**Records**
......

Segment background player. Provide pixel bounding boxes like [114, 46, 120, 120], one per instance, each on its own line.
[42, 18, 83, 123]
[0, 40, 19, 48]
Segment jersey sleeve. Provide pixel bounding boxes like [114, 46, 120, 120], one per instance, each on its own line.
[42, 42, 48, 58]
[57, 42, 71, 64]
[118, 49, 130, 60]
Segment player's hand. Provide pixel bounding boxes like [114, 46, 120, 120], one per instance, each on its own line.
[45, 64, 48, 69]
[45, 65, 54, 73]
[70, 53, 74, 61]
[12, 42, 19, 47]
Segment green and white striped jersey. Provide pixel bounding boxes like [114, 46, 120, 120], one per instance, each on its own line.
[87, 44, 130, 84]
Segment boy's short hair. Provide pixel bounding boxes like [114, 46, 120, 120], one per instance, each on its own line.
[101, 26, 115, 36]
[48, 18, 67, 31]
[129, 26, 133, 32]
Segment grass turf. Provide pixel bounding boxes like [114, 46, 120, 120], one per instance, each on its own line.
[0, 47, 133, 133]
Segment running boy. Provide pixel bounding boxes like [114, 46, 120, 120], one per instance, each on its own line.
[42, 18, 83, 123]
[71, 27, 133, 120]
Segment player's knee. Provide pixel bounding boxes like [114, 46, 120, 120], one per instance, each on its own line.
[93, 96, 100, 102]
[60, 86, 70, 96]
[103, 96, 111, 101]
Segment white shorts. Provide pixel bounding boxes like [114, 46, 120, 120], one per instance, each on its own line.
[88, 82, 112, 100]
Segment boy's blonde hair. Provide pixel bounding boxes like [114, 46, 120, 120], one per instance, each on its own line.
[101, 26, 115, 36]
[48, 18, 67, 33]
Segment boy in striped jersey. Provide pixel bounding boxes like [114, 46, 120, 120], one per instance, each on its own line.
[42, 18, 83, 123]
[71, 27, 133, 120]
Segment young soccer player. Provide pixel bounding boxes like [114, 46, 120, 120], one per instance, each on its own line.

......

Can you write out every line of the material again, from the line containing "Segment white shorts." through the end of the material (both ends included), with the requests left as they are and 9 added to each bounding box coordinate in the answers?

Segment white shorts. Provide pixel bounding boxes like [114, 46, 120, 120], one per instance, each on its own line.
[97, 91, 121, 109]
Segment boy's blonde hair. Provide pixel bounding boxes like [114, 46, 120, 120], one per instance, each on its own line.
[110, 35, 124, 45]
[57, 27, 76, 42]
Segment boy in striped jersey. Provide pixel bounding boxes like [114, 46, 120, 120], one per instance, each on its own line.
[51, 27, 92, 132]
[80, 36, 142, 129]
Segment young soccer player. Provide pixel bounding boxes like [114, 46, 120, 120], one per instance, each on its own line.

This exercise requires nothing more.